• [Exercise brief] Edit the lines from the one with "red flower in the workspace image." to the one with "21, 231, 90, 278", swapping "Grasping planner" for "Motion planner" and leaving everything else unchanged. Omit the pictures from your answer.

(Records excerpted from a collection)
## Start
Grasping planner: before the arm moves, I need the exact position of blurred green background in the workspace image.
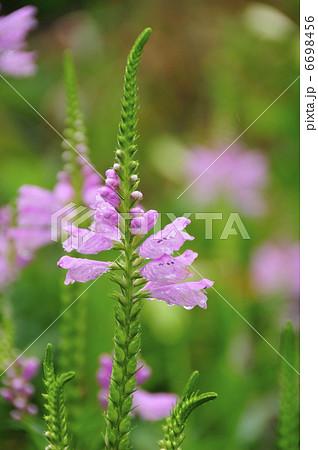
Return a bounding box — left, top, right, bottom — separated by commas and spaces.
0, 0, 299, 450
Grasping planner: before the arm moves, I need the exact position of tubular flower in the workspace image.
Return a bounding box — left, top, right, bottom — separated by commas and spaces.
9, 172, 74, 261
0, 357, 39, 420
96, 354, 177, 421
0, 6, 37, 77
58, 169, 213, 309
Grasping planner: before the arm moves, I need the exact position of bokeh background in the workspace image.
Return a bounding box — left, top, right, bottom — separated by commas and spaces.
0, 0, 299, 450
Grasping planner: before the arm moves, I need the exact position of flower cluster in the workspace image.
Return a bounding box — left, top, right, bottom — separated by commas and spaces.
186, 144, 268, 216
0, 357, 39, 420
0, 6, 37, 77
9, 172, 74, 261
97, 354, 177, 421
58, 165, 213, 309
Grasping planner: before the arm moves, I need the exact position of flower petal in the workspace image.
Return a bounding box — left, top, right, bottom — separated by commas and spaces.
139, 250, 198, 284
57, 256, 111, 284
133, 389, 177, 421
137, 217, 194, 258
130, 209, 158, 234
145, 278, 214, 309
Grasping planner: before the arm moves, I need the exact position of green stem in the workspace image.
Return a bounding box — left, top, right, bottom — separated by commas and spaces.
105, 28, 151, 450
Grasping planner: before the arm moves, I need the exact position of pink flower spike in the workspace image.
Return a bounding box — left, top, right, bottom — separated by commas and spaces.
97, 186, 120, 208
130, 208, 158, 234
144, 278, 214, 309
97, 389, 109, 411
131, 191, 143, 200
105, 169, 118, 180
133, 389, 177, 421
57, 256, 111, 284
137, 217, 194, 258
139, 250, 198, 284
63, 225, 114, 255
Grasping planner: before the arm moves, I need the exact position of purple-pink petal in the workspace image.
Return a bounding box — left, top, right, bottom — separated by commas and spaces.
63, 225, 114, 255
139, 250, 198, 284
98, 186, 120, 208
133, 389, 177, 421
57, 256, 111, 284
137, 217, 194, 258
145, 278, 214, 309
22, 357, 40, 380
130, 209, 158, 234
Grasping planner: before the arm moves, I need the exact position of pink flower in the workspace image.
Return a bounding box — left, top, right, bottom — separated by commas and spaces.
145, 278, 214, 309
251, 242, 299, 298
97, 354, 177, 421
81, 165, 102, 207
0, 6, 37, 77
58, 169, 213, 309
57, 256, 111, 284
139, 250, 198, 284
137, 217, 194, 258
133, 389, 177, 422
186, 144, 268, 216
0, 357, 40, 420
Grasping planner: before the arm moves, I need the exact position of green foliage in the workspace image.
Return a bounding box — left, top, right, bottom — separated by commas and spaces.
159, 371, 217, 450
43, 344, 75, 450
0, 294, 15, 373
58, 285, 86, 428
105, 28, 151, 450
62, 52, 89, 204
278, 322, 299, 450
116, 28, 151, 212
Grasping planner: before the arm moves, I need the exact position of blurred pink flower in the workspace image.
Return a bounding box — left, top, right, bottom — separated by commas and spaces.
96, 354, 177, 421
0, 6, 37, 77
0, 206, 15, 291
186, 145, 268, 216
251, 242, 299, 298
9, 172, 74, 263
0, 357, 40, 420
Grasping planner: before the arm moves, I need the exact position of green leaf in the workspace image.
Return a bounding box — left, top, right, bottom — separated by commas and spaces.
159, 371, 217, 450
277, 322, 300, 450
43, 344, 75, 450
## End
## Start
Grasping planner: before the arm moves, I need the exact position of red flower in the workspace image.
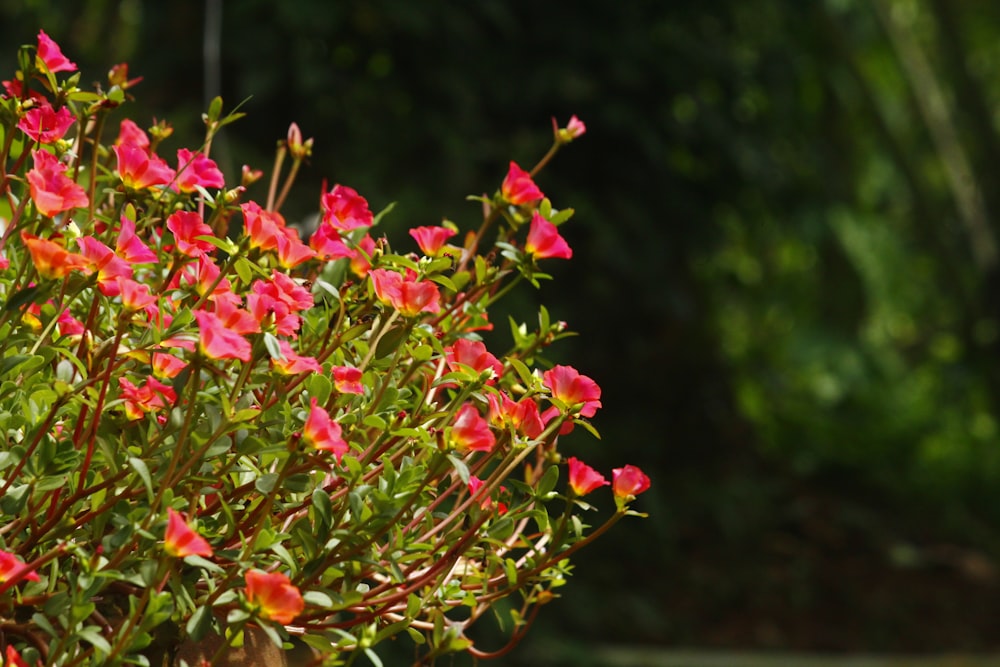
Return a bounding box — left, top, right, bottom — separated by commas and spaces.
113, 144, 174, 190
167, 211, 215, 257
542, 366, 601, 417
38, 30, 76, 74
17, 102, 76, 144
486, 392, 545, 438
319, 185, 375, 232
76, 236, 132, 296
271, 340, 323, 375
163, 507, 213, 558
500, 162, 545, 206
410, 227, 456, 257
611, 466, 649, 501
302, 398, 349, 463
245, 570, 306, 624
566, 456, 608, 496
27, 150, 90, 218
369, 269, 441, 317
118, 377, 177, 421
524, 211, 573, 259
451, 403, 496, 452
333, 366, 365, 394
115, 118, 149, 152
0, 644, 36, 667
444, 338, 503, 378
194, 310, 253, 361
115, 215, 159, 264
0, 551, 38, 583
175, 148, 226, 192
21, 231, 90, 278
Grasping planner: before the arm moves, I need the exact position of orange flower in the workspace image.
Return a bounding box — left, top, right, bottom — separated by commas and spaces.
## End
• [Final result]
Motion planner: before the arm moves, I need the exact position of red flower in the workspace image.
Return a bounding box — left, top, right, bottom — separated by commas and spaces.
113, 144, 174, 190
167, 211, 215, 257
542, 366, 601, 417
38, 30, 76, 74
17, 102, 76, 144
486, 392, 545, 438
319, 185, 375, 232
76, 236, 132, 296
271, 340, 323, 375
163, 507, 213, 558
500, 162, 545, 206
410, 227, 456, 257
611, 466, 649, 501
302, 398, 349, 463
245, 570, 306, 624
566, 456, 608, 496
27, 150, 90, 218
369, 269, 441, 317
118, 377, 177, 421
524, 211, 573, 259
451, 403, 496, 452
333, 366, 365, 394
115, 118, 149, 152
0, 644, 36, 667
444, 338, 503, 378
194, 310, 253, 361
115, 215, 159, 264
0, 551, 38, 583
175, 148, 226, 192
21, 231, 90, 278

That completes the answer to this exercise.